» Exercise description
Quote all of the data below word for word, leaving out the pictures.

» Records provided
━━━━━━━━━━
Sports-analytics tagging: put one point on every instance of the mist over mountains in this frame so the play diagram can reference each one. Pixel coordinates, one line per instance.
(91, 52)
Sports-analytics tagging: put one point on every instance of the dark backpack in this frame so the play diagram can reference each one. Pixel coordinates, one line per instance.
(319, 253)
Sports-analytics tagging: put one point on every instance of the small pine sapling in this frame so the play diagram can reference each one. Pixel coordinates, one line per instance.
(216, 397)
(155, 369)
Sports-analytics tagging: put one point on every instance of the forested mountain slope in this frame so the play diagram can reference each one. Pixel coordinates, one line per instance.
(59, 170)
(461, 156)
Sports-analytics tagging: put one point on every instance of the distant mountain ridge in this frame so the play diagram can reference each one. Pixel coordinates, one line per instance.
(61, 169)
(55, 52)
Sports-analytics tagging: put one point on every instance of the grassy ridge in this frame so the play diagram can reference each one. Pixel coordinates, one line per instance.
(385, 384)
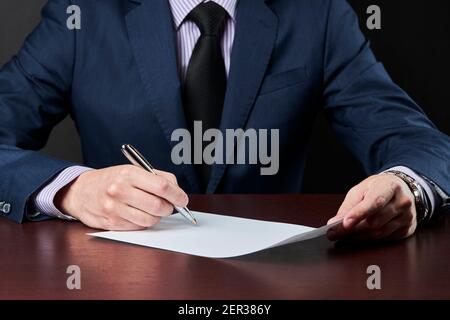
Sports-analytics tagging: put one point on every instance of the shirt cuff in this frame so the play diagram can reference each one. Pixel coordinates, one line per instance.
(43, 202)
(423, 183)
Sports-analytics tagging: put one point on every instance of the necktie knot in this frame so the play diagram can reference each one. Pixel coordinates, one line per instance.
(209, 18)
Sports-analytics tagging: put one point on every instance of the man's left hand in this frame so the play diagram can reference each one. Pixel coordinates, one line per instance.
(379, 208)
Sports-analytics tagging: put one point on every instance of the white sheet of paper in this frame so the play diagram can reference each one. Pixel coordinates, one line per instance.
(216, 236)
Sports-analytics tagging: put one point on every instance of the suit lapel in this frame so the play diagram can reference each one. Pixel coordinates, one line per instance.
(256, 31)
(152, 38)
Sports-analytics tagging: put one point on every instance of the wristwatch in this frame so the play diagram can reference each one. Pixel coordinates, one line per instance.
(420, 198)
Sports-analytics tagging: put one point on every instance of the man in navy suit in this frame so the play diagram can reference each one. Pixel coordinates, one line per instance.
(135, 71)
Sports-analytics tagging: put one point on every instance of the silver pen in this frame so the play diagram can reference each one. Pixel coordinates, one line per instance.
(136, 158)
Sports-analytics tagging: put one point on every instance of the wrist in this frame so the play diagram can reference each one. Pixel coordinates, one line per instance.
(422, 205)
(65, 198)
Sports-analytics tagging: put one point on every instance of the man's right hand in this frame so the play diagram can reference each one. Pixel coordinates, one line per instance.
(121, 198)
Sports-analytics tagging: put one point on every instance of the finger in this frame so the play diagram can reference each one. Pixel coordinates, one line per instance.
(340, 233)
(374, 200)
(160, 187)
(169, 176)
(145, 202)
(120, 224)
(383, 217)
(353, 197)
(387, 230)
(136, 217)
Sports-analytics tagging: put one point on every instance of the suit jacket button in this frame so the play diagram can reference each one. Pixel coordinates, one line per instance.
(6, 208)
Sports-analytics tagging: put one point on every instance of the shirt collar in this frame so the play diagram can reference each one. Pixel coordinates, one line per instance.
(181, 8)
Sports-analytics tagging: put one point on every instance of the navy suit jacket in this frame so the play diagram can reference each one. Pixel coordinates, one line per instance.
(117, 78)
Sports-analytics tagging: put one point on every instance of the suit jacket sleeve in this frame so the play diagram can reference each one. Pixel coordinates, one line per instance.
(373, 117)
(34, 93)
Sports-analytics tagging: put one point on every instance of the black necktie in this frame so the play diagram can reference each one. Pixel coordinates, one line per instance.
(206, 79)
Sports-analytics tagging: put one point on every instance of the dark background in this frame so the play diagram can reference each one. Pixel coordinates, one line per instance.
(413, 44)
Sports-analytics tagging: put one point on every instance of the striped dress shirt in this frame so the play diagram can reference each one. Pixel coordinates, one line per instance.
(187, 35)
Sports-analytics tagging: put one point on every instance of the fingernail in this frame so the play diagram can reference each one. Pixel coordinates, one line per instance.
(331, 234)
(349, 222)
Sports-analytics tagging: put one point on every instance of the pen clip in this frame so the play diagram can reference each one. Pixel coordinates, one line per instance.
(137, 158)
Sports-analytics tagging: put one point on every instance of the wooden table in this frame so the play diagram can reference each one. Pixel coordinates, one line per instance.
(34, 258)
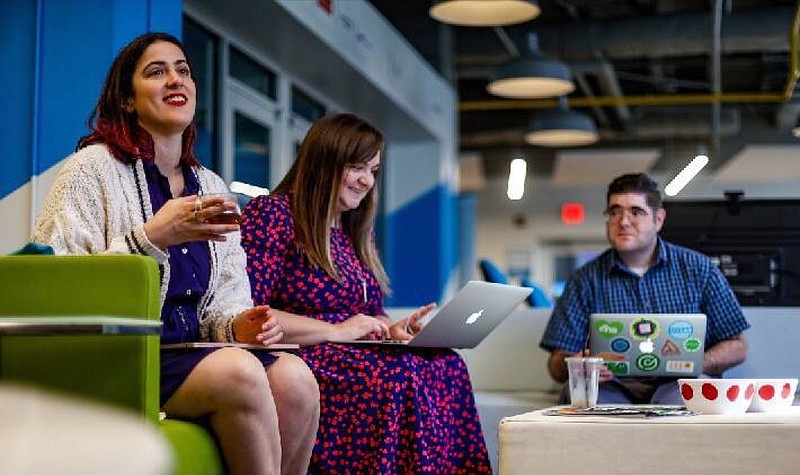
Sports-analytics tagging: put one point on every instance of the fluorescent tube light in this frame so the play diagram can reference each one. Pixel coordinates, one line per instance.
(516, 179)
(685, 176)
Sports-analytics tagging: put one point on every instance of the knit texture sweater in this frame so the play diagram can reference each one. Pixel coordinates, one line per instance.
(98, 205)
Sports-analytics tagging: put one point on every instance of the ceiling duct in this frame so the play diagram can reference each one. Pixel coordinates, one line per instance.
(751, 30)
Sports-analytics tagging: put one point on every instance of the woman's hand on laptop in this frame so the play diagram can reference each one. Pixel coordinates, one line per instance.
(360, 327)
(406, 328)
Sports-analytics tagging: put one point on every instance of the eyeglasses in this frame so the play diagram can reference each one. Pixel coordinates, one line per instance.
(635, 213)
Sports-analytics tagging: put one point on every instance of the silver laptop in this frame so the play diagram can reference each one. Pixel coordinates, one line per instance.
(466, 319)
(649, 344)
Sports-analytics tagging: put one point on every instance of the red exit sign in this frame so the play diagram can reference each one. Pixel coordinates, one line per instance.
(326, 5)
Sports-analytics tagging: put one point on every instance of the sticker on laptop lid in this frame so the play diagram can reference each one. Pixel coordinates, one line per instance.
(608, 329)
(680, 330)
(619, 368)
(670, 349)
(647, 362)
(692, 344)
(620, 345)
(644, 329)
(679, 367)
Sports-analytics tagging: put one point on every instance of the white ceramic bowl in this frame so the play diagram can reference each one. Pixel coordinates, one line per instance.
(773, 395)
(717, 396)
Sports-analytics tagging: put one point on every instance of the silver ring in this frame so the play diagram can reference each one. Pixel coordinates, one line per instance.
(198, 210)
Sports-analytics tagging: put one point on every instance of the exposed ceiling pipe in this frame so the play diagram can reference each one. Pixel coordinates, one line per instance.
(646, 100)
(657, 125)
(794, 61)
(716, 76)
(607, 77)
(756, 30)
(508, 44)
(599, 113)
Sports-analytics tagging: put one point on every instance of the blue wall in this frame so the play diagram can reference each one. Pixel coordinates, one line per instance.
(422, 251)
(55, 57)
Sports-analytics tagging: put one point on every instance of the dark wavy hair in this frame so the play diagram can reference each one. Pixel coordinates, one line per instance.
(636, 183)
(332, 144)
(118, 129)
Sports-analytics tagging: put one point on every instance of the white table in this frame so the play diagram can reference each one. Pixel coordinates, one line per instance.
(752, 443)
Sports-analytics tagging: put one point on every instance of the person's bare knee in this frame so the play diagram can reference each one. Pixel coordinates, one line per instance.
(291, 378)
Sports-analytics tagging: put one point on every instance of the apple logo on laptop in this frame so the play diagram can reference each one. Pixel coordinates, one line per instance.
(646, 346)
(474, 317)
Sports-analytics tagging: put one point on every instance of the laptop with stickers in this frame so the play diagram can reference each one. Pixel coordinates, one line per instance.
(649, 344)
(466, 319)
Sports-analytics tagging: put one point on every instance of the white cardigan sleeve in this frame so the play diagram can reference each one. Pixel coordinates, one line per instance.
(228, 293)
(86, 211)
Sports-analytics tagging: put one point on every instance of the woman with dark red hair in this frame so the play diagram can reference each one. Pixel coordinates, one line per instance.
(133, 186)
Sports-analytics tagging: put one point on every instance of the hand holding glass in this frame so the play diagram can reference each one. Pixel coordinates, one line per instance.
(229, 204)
━━━━━━━━━━
» Finished exercise
Sports-analytics tagging: put one point on every instance of the mist over mountains in this frame so the play diagram can reference each one. Pixel coordinates, one line per instance.
(91, 52)
Sports-analytics tagging: put one point on every instance of the dark backpack in this frame so the play diagram can reference each one. Pixel coordinates, one line per instance.
(319, 253)
Sports-analytics tagging: put one point on every instance of the small pine sapling in this frame so the play diagram can reference each one. Pixel coordinates, one line per instance.
(216, 397)
(155, 369)
Sports-analytics tagging: put one point on every instance of the forested mountain slope in this frame so the play diagram can reference each one. Pixel coordinates, one line per instance.
(59, 170)
(461, 156)
Sports-analytics tagging: put one point on every instance of the distant mountain ridge in this frame so the play diagram can reference each one. Pixel coordinates, one line per instance.
(61, 169)
(55, 52)
Sports-analytics tagging: put one point on every instance of the grassy ridge in this frame so the play diagram can reference each one. Pixel coordinates, one line per instance.
(385, 384)
Sports-analytics tagging: put one point on every instance of the shirt cuff in this frame so the play diagram can reference each one. Pixel coordinates, one line per instance.
(43, 202)
(423, 183)
Sports-analytics tagging: put one point on every instance of the necktie knot in this frame so the play diagram can reference each one. Pixel coordinates, one line per instance.
(209, 18)
Sports-analytics tagging: put one point on every instance of the man's left hand in this frame so the play diagram can reference each one. Pixel coordinates, one line per instance.
(379, 208)
Sports-analytics tagging: put one point on every instance of the white sheet of paper in this frame so the play diagram can reference each one. Pixel coordinates, one line per instance.
(216, 236)
Sports-analytics tagging: put one point on every instance of the suit lapel in this frame so the play diagram can reference each one. Pixel coordinates, one line per instance.
(256, 31)
(152, 38)
Sports-analytics tagging: put one point on every instance of the wristwatch in this frame so the play diagram can reference each one. Pixel coordinates, one line per instance.
(420, 198)
Sports-analytics tagging: put one point on every instance of the man in navy suit in this frame so the play diagram can reference each one. Pixel coordinates, one line per instance.
(135, 71)
Sports-analytics tagging: put one point on every instance of the silver pen in this frame so the play diagram can reference each one. Pixel coordinates, one line per instance.
(136, 158)
Sports-analytics tagging: put one point on every instance of the wrist in this frame so the play diagram can reference each one. Pixel coordinates, one line per instance.
(422, 205)
(65, 198)
Sports-analytics tagging: put one point on every instance of the man's right hand in this frame so the play diagram can reference each one. Pixel coordinates, one line per instance.
(121, 198)
Sports-analytics tagging: put one point on every instance of the finger in this frame so the play diagram can reference each one. Pixel coordinates, one line per instance.
(340, 233)
(374, 200)
(160, 187)
(169, 176)
(145, 202)
(120, 224)
(383, 217)
(353, 197)
(387, 230)
(136, 217)
Sports-analytics tagging: put one point on every instance of the suit jacket button in this frame so the play diagram can reference each one. Pixel coordinates, one line per instance.
(6, 208)
Sports-analytics tagging: put one point on every instance of the shirt collar in this frame so the play diagram can reference each one. Pixel coordinates, one line per instance.
(181, 8)
Sports-analytics tagging: put one point on every instance of the navy suit jacket in this frame so the play diagram can reference each one. Pixel coordinates, one line per instance.
(117, 78)
Sports-analytics tagging: put one point on every instance of the suit jacket sleeve in this frame so the play diagram can reference each one. Pixel coordinates, one line per instance.
(373, 117)
(34, 93)
Sports-analytics tagging: put one point on every instance of the black necktie in this frame so the play diagram can reference each one. Pixel coordinates, one line per instance.
(206, 79)
Sports-analytics tagging: put one point on every instance of the dark background in this frame so the play diagram can reference each one. Pixel coordinates, one line per instance.
(413, 44)
Sports-analytics tagging: put one point on every instance of the striped dress shirt in this frame so the play diagram can reference each one. Pixel coordinates, one line per instance.
(187, 35)
Sports-analytics tagging: put one point on every instance of the fingernail in this frame so the play diagram can reference each one. Pixel coordinates, one line per instance.
(331, 234)
(349, 222)
Sports-analytics tagging: put one point on every instance of the pen clip in this frame so the play diagram can reference each one. Pixel coordinates, one line per instance.
(137, 158)
Sports-analytics tagging: put one point on every instance of the wooden table in this frame so the play diagram can reference each one. Pixel coordinates, one line per instance.
(34, 258)
Sports-analytics tagging: put one point on every instance of the fluorescent tube light in this frame so the play diagram can reference each one. Pixel coordinates, one line per instance.
(516, 179)
(685, 176)
Sports-analytics tagging: put one point on every instance of the knit texture sweater in this frame so the play diagram can reference each one. Pixel coordinates, one line per instance.
(98, 205)
Sports-analytics tagging: put one point on every instance of the ceiling duct in this frame so the play diagram can reference each one. Pixel coordinates, one line per instance.
(751, 30)
Sports-analytics tagging: put one point on every instance of the woman's hand on laptop in this frame so the play diagram can reference each one. Pixel coordinates, one line per instance.
(360, 327)
(406, 328)
Sports-analytics tagging: put one point on every instance of the eyeglasses in this frame so the play diagram can reference each one. Pixel coordinates, one line per instance.
(635, 213)
Sports-analytics tagging: put one point on every instance of the silver laptop in this frame so the play diagram can reference each one. Pixel coordinates, one line per instance.
(466, 319)
(649, 344)
Sports-analytics tagging: put one point on every instance of the red exit sign in this frame so the play diagram can reference each one. Pixel coordinates, one line per instance.
(326, 5)
Sports-analytics tagging: put one point on every instance of the sticker on laptop lid in this frame so the play diagram can reference each one. Pixel coordinates, one line per instance.
(608, 329)
(680, 330)
(619, 368)
(670, 349)
(647, 362)
(692, 344)
(620, 345)
(644, 329)
(679, 367)
Sports-analytics tagging: put one point on every instance of the white ceramic bowl in this frame so the play diagram can reference each one. Pixel coordinates, one line per instance.
(773, 395)
(717, 396)
Sports-analytics tagging: put one point on every instance of the silver ring in this frame so the play diagram can reference each one. Pixel coordinates, one line per instance.
(198, 210)
Sports-analytics tagging: put one point on every instance of the exposed ceiling pipe in this frame so the play diagram can reference each one. Pixel coordinates, one line per instance.
(646, 100)
(657, 125)
(794, 61)
(716, 76)
(607, 77)
(756, 30)
(508, 44)
(599, 113)
Sports-analytics tagging: put one point on every instance of the blue wall in this frame so the play diagram can reference each one. Pixel coordinates, one line per instance.
(422, 251)
(55, 57)
Sports-analytics tagging: put one point on every instance of the dark wavy hair in this frame so the play diagram can reference each one. Pixel coordinates, one line per instance.
(636, 183)
(332, 144)
(118, 129)
Sports-analytics tagging: put one point on every instance of the white table in this frame so the play diagram can reference each one. Pixel coordinates, one line per instance.
(752, 443)
Sports-analytics tagging: put one point on every instance of the person's bare knee in this frame so the play diagram can reference each one. Pixel coordinates, one line per instance.
(291, 378)
Sports-analytics tagging: put one point on every instance of the apple logo on laptop in this frame so the play diagram can reference each one. Pixel coordinates, one line per instance.
(646, 346)
(474, 317)
Sports-analytics tagging: put one point on every instance of the laptop with stickers in this frame so the play diagram can reference each one. Pixel coordinates, one line per instance.
(649, 344)
(466, 319)
Sports-analytics tagging: put one point on every instance of the white cardigan sleeve in this frame so the play diagram can reference each one. Pixel coordinates, one line per instance.
(228, 293)
(86, 211)
Sports-analytics tagging: put one point on every instance of the woman with dark red hair in this frame so the play diagram can reference each one. Pixel coordinates, one line per instance.
(133, 186)
Sports-analytics tagging: put one point on every instance of the hand holding glass in this frame so the play diagram can reference each one. Pixel coordinates, one line per instance.
(229, 204)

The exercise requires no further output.